━━ ROWS
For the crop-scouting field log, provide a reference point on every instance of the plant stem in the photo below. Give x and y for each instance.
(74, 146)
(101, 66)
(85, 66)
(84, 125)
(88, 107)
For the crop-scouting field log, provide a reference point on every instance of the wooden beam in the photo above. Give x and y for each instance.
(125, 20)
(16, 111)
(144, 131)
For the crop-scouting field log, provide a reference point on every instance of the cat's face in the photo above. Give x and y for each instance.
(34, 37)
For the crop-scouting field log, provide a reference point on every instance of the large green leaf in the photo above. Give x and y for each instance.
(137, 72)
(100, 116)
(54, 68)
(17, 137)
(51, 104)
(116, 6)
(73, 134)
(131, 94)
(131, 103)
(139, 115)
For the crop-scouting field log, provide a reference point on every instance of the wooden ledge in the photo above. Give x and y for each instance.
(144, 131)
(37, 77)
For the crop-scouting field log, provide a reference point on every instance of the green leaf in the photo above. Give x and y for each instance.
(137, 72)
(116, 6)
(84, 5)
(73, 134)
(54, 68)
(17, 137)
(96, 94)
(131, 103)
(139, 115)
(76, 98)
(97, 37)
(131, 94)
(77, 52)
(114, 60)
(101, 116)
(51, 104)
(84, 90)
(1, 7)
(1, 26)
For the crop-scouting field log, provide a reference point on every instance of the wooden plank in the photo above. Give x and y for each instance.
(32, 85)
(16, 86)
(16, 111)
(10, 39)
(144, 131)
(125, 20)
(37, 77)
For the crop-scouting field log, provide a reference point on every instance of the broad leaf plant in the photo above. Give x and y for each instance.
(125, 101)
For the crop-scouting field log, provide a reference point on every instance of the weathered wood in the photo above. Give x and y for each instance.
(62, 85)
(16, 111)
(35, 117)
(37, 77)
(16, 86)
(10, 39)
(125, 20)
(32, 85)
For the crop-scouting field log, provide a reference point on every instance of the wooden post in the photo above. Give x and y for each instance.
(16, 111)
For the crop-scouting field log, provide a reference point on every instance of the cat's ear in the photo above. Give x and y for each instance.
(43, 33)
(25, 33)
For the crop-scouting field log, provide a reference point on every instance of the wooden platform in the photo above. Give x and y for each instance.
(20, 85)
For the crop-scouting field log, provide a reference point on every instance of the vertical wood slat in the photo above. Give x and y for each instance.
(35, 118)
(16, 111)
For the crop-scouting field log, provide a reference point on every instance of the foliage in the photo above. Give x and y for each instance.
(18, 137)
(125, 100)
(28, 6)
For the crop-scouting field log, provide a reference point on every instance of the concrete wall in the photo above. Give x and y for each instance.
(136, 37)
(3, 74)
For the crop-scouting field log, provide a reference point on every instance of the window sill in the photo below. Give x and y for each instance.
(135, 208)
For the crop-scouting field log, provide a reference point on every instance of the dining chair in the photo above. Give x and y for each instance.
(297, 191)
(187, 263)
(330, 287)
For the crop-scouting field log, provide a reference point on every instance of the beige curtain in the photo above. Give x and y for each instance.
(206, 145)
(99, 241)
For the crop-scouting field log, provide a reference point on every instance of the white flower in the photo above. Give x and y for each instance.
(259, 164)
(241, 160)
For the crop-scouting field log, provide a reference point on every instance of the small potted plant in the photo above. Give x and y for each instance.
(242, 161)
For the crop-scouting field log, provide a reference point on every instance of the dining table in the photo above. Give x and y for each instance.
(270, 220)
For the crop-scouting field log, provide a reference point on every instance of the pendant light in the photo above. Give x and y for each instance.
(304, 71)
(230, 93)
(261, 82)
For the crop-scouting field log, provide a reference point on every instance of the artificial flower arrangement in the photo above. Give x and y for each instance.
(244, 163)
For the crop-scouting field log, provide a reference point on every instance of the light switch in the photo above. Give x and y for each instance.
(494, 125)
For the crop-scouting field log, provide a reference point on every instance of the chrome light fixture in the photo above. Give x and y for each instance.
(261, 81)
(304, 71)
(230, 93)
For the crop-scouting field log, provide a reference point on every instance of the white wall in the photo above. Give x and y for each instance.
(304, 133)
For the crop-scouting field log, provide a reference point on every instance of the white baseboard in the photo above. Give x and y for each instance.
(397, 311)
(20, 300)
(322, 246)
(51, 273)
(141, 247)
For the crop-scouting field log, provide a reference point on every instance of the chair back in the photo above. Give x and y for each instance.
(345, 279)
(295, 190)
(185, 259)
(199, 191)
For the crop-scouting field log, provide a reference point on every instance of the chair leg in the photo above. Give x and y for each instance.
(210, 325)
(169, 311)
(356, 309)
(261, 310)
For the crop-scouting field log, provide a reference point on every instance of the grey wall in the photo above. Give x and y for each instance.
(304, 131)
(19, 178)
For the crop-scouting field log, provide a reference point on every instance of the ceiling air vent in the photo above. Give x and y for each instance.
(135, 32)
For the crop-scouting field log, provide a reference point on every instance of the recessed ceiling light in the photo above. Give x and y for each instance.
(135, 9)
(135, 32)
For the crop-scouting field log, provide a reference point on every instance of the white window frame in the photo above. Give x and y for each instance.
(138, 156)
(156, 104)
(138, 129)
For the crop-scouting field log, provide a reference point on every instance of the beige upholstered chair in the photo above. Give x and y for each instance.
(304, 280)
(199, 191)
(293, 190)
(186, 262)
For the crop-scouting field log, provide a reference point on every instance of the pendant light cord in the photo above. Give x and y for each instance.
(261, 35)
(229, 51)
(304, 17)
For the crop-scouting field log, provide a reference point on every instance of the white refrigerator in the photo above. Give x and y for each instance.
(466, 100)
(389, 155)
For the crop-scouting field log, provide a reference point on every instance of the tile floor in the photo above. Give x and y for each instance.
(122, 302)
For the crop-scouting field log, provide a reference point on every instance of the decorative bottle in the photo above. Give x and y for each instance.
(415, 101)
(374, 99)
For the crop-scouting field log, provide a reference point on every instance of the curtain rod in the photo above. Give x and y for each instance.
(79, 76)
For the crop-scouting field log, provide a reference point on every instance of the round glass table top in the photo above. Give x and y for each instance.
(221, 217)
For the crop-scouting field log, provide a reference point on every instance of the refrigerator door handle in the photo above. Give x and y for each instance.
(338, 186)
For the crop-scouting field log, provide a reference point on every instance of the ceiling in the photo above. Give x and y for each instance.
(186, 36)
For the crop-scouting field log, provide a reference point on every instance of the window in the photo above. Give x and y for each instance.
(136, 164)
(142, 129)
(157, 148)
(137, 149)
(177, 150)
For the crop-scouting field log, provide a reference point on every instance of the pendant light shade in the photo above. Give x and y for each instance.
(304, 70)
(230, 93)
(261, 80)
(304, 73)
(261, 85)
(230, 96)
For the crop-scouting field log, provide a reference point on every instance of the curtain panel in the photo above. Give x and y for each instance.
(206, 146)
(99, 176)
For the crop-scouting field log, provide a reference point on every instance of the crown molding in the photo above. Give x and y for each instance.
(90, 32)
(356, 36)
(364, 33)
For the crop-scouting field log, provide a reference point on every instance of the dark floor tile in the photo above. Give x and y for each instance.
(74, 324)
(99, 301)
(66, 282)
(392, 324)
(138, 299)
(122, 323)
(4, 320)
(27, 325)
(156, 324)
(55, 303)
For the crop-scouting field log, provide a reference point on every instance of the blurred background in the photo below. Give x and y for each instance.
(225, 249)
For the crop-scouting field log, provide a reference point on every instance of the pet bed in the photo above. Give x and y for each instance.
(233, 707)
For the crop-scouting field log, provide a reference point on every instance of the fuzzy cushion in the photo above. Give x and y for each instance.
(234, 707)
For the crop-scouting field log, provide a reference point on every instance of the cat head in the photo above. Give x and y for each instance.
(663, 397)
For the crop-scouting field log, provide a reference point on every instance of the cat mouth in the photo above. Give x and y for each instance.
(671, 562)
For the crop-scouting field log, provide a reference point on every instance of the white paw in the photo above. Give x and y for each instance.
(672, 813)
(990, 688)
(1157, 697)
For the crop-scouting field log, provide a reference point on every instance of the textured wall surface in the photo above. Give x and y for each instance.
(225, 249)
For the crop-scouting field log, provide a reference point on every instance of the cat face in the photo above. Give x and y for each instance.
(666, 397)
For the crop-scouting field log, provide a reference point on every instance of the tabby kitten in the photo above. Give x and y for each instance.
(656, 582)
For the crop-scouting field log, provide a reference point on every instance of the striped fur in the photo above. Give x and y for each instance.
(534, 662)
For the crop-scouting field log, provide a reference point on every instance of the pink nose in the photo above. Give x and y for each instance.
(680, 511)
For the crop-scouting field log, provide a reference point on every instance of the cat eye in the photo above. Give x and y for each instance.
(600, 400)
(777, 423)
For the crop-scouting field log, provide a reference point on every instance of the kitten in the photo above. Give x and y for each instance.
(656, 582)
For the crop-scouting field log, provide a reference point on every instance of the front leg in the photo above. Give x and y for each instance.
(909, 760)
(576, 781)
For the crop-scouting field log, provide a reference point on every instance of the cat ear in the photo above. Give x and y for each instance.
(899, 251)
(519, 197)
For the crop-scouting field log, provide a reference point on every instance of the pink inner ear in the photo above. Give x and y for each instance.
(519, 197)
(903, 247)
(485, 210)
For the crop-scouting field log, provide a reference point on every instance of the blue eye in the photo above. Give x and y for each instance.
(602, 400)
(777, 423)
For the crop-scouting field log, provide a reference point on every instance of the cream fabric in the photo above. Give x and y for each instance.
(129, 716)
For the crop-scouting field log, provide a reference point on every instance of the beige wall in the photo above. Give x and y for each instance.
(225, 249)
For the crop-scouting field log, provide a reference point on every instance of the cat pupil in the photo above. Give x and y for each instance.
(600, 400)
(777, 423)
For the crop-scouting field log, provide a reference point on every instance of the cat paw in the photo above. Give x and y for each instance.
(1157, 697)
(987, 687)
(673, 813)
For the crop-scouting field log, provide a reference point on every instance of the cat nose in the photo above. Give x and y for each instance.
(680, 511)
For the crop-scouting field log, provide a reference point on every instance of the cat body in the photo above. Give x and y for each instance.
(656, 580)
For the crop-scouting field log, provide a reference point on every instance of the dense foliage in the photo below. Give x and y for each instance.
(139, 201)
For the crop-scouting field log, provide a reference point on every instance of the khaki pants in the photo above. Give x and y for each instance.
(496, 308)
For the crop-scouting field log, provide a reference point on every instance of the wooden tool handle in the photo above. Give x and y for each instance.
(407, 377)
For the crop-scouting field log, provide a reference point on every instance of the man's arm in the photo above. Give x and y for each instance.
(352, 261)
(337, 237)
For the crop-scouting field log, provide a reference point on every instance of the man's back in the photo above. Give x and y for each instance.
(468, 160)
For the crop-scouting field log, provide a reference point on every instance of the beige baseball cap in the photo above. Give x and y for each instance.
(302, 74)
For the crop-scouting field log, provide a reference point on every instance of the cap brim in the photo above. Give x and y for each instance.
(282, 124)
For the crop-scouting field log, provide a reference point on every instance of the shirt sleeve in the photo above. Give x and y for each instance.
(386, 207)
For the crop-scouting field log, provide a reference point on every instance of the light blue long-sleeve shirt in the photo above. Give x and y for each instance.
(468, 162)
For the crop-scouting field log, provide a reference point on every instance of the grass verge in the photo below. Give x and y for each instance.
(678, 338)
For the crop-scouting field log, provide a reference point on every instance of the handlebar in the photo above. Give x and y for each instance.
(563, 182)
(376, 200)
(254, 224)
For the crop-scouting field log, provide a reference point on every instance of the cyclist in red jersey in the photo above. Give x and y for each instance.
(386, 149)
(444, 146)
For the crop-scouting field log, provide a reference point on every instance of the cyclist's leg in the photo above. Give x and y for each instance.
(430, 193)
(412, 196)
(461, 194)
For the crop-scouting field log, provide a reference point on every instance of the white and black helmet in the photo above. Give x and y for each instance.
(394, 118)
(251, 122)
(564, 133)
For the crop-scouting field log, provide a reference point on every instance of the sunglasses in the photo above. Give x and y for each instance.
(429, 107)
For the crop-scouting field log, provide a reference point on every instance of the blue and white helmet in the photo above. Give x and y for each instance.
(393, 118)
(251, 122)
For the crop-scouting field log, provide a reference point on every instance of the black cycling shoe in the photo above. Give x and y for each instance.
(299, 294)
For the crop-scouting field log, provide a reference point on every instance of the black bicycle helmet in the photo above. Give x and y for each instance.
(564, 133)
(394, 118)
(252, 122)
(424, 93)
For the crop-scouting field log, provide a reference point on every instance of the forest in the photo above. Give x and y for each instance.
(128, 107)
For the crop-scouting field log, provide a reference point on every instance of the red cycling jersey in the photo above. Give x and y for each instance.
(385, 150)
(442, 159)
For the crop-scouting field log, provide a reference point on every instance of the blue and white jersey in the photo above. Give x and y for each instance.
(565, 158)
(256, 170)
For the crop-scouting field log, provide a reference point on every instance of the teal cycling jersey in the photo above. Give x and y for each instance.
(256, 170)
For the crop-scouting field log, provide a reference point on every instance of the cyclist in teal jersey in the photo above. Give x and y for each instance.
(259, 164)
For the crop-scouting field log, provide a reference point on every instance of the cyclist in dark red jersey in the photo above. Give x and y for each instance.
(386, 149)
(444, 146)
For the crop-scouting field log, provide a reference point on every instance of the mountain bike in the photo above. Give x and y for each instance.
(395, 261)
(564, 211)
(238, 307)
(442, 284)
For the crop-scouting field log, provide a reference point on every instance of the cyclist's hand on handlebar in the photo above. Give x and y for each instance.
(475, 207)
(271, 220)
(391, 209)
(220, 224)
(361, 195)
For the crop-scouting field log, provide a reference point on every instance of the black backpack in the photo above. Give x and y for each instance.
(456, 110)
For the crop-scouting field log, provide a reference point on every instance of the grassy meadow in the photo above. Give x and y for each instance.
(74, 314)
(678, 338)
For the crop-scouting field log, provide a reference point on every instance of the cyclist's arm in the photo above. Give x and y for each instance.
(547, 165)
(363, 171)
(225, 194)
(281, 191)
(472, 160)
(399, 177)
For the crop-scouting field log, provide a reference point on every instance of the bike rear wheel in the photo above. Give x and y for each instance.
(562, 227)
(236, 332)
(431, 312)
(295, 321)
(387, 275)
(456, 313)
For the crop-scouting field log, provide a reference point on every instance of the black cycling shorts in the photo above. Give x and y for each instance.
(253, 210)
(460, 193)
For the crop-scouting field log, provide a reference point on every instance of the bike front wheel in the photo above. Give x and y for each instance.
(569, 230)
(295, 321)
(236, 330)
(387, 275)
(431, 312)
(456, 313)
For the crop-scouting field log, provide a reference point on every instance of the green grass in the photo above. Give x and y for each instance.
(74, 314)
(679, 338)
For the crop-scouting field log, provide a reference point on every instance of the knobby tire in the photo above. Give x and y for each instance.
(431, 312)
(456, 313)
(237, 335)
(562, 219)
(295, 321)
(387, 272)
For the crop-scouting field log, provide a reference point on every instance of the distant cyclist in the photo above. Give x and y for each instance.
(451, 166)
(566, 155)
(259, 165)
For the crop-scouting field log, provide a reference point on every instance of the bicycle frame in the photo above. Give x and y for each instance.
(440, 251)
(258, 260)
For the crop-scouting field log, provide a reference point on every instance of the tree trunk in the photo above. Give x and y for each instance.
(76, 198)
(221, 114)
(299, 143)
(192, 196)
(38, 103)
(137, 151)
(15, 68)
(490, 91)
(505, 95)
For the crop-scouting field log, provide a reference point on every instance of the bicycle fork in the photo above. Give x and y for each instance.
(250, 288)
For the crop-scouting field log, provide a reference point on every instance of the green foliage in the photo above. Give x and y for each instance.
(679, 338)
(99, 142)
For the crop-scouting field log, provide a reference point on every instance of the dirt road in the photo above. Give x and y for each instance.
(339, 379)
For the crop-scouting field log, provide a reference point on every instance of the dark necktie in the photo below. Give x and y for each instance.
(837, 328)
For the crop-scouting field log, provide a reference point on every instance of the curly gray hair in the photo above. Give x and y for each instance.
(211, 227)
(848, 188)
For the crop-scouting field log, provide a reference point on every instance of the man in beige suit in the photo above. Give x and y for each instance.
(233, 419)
━━━━
• EXERCISE REQUIREMENTS
Reproduce word for word every line of the records from the one containing "man in beige" through the last line, including both ends.

• TASK RESPONSE
For the crop-scouting field log, provide a reference point on every instance of the man in beige suit in the photo above. Give x and y for each instance.
(233, 419)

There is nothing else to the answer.